**Brief**
Only the count is needed. Count the lines below with the word "blue" in them.
━━ Data section
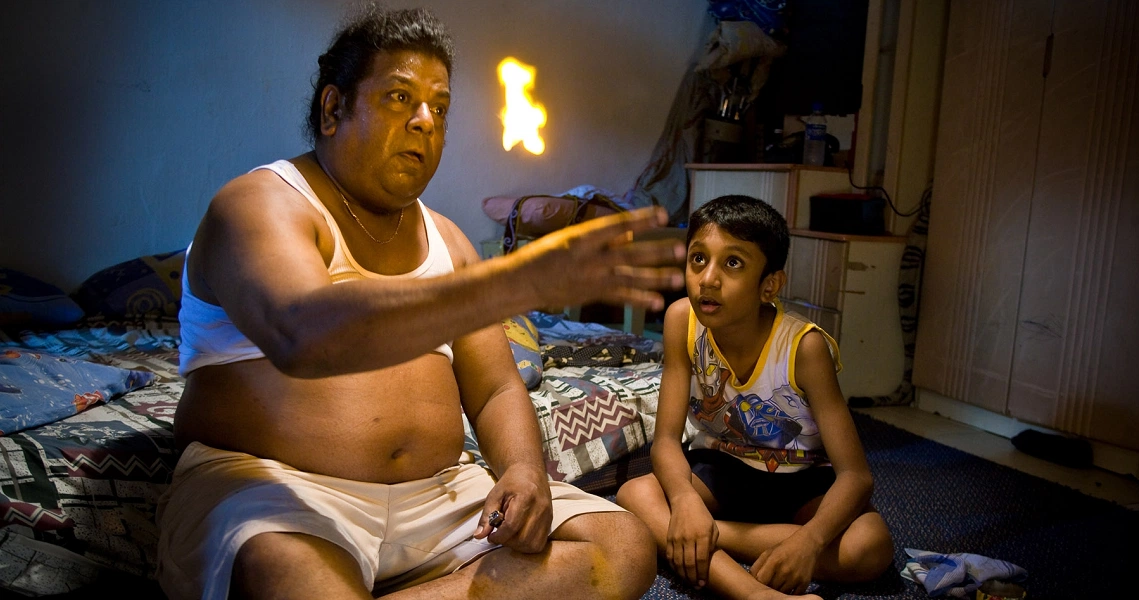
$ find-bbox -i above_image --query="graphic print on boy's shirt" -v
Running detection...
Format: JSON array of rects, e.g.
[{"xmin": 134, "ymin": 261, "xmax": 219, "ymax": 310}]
[{"xmin": 686, "ymin": 307, "xmax": 836, "ymax": 472}]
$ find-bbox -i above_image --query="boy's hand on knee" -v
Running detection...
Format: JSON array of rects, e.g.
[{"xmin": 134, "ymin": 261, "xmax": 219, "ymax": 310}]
[
  {"xmin": 664, "ymin": 500, "xmax": 718, "ymax": 588},
  {"xmin": 751, "ymin": 534, "xmax": 823, "ymax": 595}
]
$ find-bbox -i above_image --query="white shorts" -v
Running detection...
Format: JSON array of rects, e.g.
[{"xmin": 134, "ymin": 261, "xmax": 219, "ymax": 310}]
[{"xmin": 155, "ymin": 442, "xmax": 622, "ymax": 600}]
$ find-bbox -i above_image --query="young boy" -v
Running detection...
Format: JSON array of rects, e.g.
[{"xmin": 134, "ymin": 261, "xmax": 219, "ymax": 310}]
[{"xmin": 617, "ymin": 195, "xmax": 893, "ymax": 599}]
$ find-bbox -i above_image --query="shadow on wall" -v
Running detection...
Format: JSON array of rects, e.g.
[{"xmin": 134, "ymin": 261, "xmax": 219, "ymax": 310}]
[{"xmin": 1, "ymin": 0, "xmax": 329, "ymax": 291}]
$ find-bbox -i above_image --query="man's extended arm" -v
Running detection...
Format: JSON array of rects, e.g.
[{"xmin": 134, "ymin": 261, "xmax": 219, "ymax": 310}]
[{"xmin": 190, "ymin": 170, "xmax": 683, "ymax": 379}]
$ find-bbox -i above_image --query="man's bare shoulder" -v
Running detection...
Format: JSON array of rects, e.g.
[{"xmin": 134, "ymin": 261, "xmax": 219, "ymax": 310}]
[
  {"xmin": 209, "ymin": 169, "xmax": 305, "ymax": 214},
  {"xmin": 198, "ymin": 168, "xmax": 328, "ymax": 248},
  {"xmin": 424, "ymin": 205, "xmax": 480, "ymax": 267},
  {"xmin": 187, "ymin": 166, "xmax": 331, "ymax": 303}
]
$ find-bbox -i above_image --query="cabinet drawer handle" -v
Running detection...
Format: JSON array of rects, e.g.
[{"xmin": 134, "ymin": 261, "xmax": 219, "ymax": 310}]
[{"xmin": 840, "ymin": 290, "xmax": 866, "ymax": 295}]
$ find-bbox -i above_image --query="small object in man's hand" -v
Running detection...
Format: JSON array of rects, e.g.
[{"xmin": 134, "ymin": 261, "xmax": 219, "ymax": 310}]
[{"xmin": 488, "ymin": 510, "xmax": 504, "ymax": 528}]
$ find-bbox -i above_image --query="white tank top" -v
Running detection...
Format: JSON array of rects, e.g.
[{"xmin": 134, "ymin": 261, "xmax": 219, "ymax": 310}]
[
  {"xmin": 178, "ymin": 159, "xmax": 455, "ymax": 376},
  {"xmin": 685, "ymin": 301, "xmax": 841, "ymax": 473}
]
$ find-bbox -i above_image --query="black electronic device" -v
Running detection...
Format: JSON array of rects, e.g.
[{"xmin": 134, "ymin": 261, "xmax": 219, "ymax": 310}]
[{"xmin": 809, "ymin": 193, "xmax": 885, "ymax": 236}]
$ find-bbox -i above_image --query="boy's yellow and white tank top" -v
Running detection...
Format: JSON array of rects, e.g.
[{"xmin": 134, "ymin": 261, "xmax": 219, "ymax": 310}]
[{"xmin": 686, "ymin": 301, "xmax": 842, "ymax": 473}]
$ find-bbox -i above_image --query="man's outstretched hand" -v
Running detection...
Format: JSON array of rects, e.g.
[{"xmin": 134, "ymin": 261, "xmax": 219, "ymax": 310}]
[{"xmin": 510, "ymin": 206, "xmax": 686, "ymax": 311}]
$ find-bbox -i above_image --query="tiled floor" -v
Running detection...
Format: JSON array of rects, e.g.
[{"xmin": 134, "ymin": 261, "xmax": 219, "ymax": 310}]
[{"xmin": 856, "ymin": 406, "xmax": 1139, "ymax": 510}]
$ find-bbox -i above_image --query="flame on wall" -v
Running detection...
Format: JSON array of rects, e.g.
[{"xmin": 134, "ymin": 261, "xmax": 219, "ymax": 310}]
[{"xmin": 497, "ymin": 57, "xmax": 546, "ymax": 155}]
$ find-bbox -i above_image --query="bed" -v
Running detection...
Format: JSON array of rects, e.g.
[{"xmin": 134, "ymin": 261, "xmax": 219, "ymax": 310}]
[
  {"xmin": 13, "ymin": 257, "xmax": 1118, "ymax": 599},
  {"xmin": 0, "ymin": 258, "xmax": 669, "ymax": 596}
]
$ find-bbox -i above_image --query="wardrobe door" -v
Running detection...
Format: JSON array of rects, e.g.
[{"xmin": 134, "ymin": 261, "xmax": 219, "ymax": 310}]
[
  {"xmin": 913, "ymin": 0, "xmax": 1053, "ymax": 413},
  {"xmin": 1007, "ymin": 0, "xmax": 1139, "ymax": 450}
]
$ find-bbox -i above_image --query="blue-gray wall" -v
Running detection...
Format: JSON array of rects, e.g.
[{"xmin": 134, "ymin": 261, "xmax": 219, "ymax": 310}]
[{"xmin": 0, "ymin": 0, "xmax": 711, "ymax": 290}]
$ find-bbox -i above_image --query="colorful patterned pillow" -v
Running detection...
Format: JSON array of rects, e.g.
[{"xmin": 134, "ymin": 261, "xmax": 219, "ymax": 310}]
[
  {"xmin": 529, "ymin": 364, "xmax": 666, "ymax": 482},
  {"xmin": 72, "ymin": 249, "xmax": 186, "ymax": 319},
  {"xmin": 502, "ymin": 314, "xmax": 542, "ymax": 389},
  {"xmin": 0, "ymin": 268, "xmax": 85, "ymax": 329},
  {"xmin": 0, "ymin": 348, "xmax": 156, "ymax": 436}
]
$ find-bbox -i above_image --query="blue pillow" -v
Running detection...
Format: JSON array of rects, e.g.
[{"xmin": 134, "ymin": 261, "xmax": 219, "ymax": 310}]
[
  {"xmin": 0, "ymin": 348, "xmax": 155, "ymax": 436},
  {"xmin": 0, "ymin": 269, "xmax": 85, "ymax": 328}
]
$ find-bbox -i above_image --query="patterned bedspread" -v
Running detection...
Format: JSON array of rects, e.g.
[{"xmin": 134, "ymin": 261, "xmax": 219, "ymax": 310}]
[
  {"xmin": 532, "ymin": 363, "xmax": 662, "ymax": 482},
  {"xmin": 0, "ymin": 319, "xmax": 663, "ymax": 596},
  {"xmin": 1, "ymin": 318, "xmax": 182, "ymax": 595}
]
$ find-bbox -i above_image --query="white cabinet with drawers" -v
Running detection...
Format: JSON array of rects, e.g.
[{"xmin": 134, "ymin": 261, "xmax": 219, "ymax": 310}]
[{"xmin": 782, "ymin": 232, "xmax": 906, "ymax": 399}]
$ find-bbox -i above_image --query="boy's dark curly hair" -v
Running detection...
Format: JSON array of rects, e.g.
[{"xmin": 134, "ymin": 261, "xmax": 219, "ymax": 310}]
[{"xmin": 687, "ymin": 195, "xmax": 790, "ymax": 278}]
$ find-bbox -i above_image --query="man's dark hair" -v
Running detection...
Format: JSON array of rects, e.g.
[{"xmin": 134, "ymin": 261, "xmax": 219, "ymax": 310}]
[
  {"xmin": 305, "ymin": 5, "xmax": 455, "ymax": 144},
  {"xmin": 687, "ymin": 195, "xmax": 790, "ymax": 278}
]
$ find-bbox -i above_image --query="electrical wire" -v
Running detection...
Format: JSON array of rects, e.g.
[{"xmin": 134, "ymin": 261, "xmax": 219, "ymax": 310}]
[{"xmin": 846, "ymin": 163, "xmax": 930, "ymax": 218}]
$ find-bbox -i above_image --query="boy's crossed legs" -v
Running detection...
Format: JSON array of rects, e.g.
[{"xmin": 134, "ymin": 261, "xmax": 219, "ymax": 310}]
[{"xmin": 617, "ymin": 471, "xmax": 893, "ymax": 600}]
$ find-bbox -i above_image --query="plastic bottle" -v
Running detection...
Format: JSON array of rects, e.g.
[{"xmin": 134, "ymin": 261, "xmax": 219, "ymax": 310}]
[{"xmin": 801, "ymin": 103, "xmax": 827, "ymax": 166}]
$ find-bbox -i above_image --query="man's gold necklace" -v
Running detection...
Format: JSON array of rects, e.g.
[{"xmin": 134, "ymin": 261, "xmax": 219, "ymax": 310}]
[
  {"xmin": 315, "ymin": 154, "xmax": 405, "ymax": 245},
  {"xmin": 339, "ymin": 192, "xmax": 404, "ymax": 245}
]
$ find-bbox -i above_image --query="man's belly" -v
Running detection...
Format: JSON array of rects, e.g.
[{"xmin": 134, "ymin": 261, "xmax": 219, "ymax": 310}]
[{"xmin": 174, "ymin": 353, "xmax": 467, "ymax": 483}]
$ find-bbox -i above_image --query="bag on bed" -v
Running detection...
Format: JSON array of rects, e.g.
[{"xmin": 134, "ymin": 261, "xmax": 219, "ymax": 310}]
[{"xmin": 493, "ymin": 190, "xmax": 629, "ymax": 254}]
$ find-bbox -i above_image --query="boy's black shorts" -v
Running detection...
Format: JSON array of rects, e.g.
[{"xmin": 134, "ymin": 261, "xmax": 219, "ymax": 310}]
[{"xmin": 685, "ymin": 448, "xmax": 836, "ymax": 524}]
━━━━
**Answer box**
2